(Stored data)
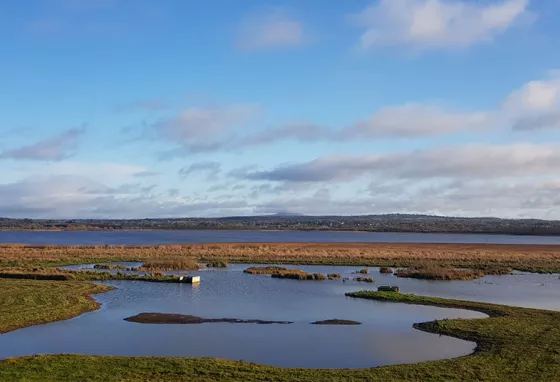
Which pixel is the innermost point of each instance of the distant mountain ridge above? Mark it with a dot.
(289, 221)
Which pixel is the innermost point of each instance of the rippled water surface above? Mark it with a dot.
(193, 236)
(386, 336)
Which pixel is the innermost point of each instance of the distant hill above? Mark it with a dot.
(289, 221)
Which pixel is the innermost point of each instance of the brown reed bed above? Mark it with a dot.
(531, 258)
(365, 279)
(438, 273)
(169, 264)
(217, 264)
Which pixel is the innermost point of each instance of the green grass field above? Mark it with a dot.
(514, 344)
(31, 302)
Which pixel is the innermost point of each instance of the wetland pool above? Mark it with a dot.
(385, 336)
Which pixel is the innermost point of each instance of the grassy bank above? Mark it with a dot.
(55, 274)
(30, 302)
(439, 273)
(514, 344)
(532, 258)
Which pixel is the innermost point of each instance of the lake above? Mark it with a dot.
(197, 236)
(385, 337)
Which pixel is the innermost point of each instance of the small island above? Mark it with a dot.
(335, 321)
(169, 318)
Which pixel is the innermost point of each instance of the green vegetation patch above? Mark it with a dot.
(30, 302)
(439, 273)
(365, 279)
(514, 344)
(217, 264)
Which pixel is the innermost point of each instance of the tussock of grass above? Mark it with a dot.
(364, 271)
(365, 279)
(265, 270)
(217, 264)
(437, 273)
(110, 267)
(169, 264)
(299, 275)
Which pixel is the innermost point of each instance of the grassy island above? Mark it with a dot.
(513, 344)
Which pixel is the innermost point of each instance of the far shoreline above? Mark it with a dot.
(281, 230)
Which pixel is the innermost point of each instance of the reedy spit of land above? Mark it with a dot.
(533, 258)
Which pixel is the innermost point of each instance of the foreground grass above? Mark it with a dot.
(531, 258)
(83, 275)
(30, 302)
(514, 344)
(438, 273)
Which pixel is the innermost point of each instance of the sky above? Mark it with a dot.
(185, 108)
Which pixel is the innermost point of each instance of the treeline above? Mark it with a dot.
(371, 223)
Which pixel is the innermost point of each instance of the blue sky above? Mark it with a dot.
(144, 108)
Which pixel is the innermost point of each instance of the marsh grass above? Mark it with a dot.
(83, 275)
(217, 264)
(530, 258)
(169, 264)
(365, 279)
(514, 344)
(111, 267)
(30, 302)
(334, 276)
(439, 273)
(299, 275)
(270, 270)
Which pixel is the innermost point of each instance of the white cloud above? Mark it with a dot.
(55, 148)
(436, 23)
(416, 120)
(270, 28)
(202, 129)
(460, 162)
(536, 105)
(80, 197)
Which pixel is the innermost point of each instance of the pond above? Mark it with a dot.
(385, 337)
--
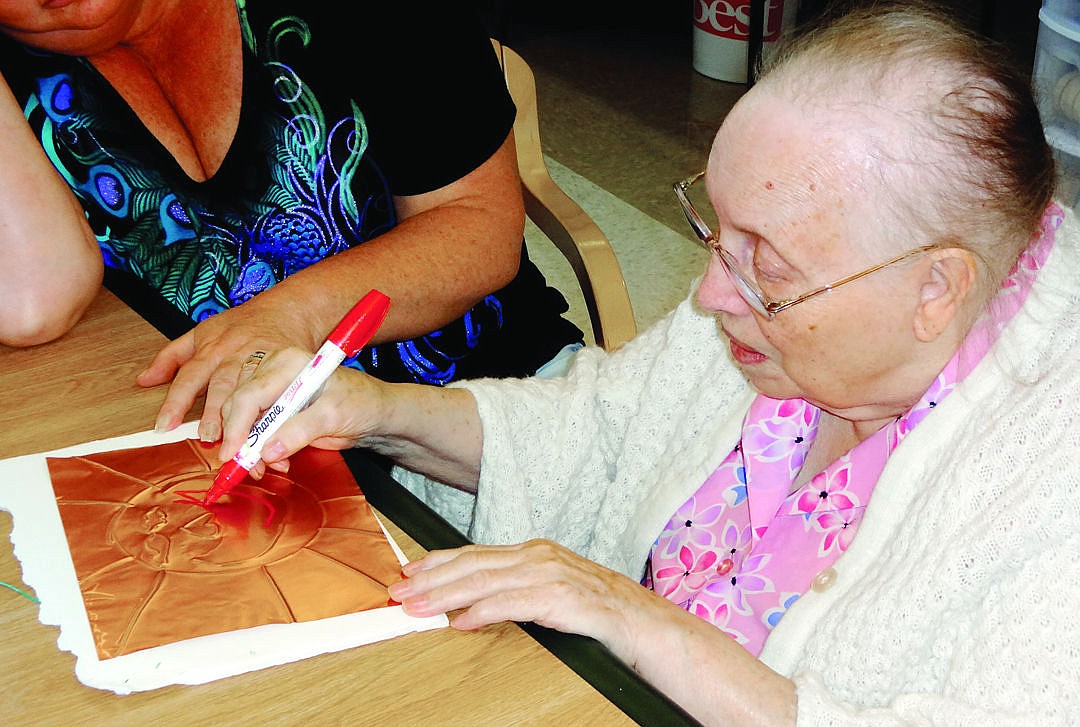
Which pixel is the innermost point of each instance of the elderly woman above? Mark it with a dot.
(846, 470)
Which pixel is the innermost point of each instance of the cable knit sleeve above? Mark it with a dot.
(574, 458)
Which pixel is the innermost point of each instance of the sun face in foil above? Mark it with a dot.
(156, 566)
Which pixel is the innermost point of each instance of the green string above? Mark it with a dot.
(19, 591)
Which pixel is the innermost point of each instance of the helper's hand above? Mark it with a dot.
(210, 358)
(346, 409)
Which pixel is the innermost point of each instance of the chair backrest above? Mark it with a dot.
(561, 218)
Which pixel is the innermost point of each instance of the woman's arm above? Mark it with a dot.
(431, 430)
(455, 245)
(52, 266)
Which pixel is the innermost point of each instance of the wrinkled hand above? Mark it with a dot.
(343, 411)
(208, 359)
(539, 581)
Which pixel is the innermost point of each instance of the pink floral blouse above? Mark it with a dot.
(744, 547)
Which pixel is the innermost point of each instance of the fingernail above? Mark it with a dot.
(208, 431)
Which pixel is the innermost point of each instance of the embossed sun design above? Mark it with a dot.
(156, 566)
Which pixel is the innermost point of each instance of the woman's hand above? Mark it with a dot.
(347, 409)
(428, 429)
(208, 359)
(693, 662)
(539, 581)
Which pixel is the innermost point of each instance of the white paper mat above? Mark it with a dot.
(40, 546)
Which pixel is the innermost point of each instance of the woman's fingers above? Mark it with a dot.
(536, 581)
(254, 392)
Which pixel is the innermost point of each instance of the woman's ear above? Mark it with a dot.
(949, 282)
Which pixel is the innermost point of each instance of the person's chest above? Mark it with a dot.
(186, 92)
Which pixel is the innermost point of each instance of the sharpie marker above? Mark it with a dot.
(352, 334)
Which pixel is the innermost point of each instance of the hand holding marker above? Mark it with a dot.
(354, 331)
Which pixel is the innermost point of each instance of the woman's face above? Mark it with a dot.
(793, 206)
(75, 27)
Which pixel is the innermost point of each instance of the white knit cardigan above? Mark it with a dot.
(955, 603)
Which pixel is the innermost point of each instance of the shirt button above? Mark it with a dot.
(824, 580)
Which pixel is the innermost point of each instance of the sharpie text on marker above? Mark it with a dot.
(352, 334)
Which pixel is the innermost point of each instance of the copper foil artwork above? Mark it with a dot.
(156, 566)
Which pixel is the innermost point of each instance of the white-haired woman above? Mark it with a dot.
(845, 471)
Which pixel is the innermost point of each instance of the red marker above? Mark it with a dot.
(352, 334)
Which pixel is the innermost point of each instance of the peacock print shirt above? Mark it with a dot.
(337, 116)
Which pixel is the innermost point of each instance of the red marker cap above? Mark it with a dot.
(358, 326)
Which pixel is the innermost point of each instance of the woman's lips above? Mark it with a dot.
==
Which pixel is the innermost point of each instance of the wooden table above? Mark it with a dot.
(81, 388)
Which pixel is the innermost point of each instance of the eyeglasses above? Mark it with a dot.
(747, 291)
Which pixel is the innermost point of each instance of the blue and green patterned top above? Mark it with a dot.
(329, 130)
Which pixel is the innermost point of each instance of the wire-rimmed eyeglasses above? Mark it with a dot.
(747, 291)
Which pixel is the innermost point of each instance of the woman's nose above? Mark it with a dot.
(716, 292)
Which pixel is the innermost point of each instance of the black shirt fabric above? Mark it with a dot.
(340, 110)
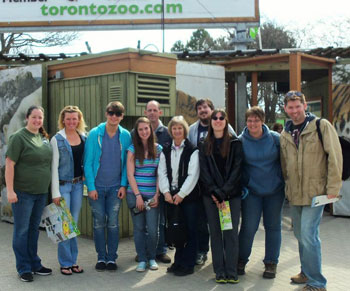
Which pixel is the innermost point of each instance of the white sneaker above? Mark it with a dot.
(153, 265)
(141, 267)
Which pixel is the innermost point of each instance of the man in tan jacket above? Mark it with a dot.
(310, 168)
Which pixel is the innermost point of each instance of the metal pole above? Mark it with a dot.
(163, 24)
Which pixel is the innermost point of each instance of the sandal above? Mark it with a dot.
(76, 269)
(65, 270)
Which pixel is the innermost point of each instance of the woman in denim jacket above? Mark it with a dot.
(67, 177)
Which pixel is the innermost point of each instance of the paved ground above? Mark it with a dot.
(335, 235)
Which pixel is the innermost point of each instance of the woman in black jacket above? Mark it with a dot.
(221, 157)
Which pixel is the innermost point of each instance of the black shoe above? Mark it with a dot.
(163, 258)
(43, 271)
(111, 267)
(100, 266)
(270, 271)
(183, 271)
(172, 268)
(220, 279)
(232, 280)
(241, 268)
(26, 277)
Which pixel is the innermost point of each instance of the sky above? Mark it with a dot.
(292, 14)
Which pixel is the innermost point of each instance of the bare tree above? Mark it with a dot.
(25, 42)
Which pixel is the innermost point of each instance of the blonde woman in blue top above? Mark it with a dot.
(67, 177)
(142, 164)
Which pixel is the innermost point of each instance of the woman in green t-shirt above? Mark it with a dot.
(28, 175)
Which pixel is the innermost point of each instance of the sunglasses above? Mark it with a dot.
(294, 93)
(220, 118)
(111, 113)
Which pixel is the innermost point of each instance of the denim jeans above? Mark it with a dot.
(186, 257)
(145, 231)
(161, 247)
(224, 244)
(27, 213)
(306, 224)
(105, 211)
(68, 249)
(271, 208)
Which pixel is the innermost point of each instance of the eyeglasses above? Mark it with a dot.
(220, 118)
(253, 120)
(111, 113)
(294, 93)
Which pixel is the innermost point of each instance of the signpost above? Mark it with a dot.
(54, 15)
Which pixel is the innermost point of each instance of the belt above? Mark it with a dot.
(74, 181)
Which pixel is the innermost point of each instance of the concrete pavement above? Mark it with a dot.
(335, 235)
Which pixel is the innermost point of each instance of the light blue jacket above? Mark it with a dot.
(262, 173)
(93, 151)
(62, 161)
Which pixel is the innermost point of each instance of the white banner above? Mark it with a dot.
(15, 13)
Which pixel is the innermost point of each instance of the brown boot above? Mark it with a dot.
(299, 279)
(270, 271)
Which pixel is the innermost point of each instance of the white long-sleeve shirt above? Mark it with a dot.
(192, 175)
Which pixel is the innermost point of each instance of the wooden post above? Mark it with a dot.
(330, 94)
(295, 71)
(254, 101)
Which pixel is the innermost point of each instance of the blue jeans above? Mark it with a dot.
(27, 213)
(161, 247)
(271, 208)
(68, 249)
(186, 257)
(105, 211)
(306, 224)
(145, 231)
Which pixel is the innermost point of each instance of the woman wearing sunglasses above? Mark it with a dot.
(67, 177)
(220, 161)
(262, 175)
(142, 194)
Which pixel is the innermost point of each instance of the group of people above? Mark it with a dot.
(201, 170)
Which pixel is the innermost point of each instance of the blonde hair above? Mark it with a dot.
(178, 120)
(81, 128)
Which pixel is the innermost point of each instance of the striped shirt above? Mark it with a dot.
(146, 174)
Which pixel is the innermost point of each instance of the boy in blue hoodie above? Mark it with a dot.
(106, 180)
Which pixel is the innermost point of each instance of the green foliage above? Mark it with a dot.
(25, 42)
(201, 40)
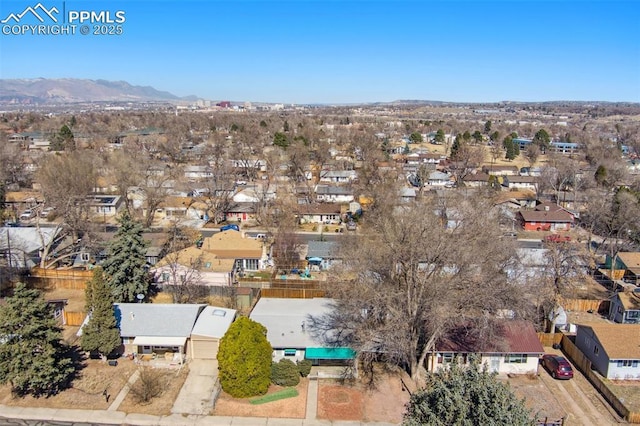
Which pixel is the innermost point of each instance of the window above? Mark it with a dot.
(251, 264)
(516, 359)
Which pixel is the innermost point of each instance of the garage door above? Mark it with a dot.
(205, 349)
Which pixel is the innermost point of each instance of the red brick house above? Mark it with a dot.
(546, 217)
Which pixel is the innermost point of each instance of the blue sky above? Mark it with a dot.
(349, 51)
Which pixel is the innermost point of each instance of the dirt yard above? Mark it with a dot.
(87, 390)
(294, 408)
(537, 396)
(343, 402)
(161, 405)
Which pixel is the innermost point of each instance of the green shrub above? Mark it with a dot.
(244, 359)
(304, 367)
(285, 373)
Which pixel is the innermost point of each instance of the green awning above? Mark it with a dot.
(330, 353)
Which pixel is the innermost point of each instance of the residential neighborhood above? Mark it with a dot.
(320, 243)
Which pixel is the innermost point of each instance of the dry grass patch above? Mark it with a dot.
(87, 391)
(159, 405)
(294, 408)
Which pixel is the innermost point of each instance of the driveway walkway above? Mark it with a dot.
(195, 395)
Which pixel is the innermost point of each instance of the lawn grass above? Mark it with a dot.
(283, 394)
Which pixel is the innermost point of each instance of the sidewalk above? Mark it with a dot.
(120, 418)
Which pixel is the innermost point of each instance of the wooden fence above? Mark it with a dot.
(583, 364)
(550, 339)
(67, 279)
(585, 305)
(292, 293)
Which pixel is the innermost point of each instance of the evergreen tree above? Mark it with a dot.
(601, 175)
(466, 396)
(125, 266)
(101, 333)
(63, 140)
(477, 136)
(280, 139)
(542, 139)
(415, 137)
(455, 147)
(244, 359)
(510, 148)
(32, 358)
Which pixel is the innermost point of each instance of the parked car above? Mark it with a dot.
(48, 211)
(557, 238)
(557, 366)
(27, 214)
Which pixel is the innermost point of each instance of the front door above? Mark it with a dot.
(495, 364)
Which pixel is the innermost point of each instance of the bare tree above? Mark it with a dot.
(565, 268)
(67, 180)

### EXERCISE GOAL
Please return every line of the records above that contains the word "denim". Uppercase and lowercase letters count as different.

### RESULT OF THE EXERCISE
Which pixel is the innermost point of each instance of the woman in denim jacket above? Mark it with a dot.
Which pixel is the innermost point of each instance of the denim jeans above? Mark it with a dot.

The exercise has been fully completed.